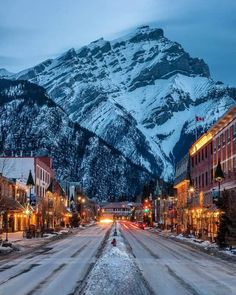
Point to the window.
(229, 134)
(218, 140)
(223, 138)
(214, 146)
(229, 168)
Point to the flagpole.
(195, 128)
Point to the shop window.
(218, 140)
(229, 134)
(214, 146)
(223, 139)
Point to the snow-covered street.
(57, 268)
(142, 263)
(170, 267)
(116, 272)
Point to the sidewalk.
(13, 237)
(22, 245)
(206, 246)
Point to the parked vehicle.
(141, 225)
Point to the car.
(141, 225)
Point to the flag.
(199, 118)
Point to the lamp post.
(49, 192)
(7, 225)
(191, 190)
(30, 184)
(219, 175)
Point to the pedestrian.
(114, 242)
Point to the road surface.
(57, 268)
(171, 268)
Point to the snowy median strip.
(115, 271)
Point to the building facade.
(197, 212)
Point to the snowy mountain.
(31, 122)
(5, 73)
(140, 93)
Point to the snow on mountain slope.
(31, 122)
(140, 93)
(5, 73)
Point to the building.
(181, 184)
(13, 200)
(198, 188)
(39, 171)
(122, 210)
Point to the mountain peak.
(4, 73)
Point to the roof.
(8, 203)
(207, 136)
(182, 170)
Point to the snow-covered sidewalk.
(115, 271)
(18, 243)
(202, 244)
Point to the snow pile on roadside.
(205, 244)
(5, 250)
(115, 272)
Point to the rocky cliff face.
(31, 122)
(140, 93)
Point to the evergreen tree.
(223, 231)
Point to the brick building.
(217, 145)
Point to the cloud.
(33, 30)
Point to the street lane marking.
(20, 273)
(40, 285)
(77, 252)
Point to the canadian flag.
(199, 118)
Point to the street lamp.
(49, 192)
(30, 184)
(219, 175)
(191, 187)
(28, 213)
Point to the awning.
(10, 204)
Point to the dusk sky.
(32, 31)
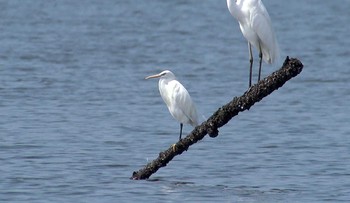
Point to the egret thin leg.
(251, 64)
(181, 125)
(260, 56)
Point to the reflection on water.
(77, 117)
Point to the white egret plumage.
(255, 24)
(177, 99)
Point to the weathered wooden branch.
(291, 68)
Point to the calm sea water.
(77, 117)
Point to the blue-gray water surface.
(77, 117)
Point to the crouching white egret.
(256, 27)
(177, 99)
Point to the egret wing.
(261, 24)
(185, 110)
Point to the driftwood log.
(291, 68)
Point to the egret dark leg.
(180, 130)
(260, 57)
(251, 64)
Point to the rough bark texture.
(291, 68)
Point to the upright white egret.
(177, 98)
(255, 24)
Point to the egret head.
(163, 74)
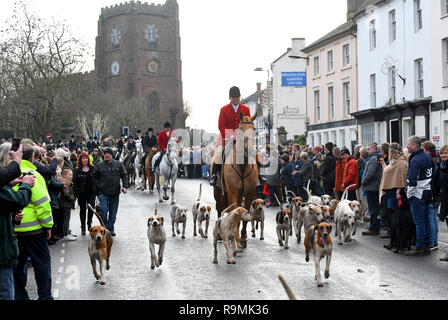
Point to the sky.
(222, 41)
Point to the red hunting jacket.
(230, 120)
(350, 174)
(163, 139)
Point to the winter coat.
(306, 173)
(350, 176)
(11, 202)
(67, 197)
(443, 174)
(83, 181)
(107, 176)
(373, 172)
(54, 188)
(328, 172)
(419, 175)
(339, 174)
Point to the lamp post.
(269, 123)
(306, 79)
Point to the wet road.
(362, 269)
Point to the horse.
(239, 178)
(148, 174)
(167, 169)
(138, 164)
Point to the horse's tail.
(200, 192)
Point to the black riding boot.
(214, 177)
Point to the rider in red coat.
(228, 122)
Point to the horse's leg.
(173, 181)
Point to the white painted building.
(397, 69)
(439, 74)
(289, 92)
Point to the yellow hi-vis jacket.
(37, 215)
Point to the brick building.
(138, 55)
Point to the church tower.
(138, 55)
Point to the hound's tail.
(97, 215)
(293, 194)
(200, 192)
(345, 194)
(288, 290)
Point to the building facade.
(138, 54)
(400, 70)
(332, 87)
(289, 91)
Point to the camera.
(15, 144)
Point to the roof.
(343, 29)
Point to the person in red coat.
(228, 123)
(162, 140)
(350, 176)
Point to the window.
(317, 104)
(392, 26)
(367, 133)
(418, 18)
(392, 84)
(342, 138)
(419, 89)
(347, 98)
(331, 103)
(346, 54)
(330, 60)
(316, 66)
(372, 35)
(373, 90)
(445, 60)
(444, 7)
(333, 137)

******

▶ **DO THIS**
Leave the pictures out, and please copy only the lines from the one with "Point to the street lane marking." through the end of the listing.

▶ **SOLUTION TO THIS TASK**
Point to the street lane marking.
(20, 273)
(40, 285)
(77, 252)
Point to the canadian flag.
(199, 118)
Point to the street lamp.
(49, 192)
(30, 184)
(219, 175)
(191, 187)
(28, 213)
Point to the awning.
(10, 204)
Point to the dusk sky.
(32, 31)
Point to the egret thin leg.
(251, 64)
(181, 125)
(260, 56)
Point to the reflection on water.
(77, 117)
Point to the white egret plumage.
(255, 24)
(177, 99)
Point to the weathered wooden branch.
(291, 68)
Point to the calm sea water.
(77, 117)
Point to the blue-gray water surface.
(77, 117)
Point to the crouching white egret.
(256, 27)
(177, 99)
Point to the egret wing.
(261, 24)
(185, 110)
Point to the driftwood log.
(291, 68)
Point to the egret dark leg.
(180, 130)
(260, 57)
(251, 64)
Point to the rough bark texture.
(291, 68)
Point to the upright white egret.
(177, 98)
(255, 24)
Point to the egret head.
(163, 74)
Point to the sky.
(222, 41)
Point to the red hunting jacket.
(230, 120)
(350, 174)
(163, 139)
Point to the winter coat.
(306, 173)
(350, 176)
(11, 202)
(67, 197)
(443, 174)
(83, 181)
(107, 176)
(373, 172)
(54, 188)
(328, 172)
(419, 175)
(339, 174)
Point to the lamp post.
(269, 123)
(306, 79)
Point to the wet road.
(362, 269)
Point to the horse.
(239, 178)
(148, 174)
(167, 169)
(138, 164)
Point to the horse's tail.
(200, 192)
Point to the black riding boot.
(214, 177)
Point to the rider in red coat.
(228, 122)
Point to the horse's leg.
(173, 181)
Point to the white painted building.
(397, 69)
(439, 74)
(289, 92)
Point to the yellow hi-vis jacket.
(37, 215)
Point to the brick building.
(138, 55)
Point to the church tower.
(138, 55)
Point to the hound's tail.
(97, 215)
(293, 194)
(200, 192)
(345, 194)
(288, 290)
Point to the building facade.
(138, 54)
(400, 70)
(332, 87)
(289, 91)
Point to the camera.
(15, 144)
Point to the roof.
(343, 29)
Point to the person in red coat.
(228, 123)
(162, 140)
(350, 176)
Point to the window.
(317, 104)
(392, 26)
(367, 133)
(418, 18)
(392, 84)
(342, 138)
(419, 89)
(347, 98)
(331, 103)
(346, 54)
(330, 60)
(316, 66)
(372, 35)
(373, 90)
(445, 60)
(444, 7)
(333, 137)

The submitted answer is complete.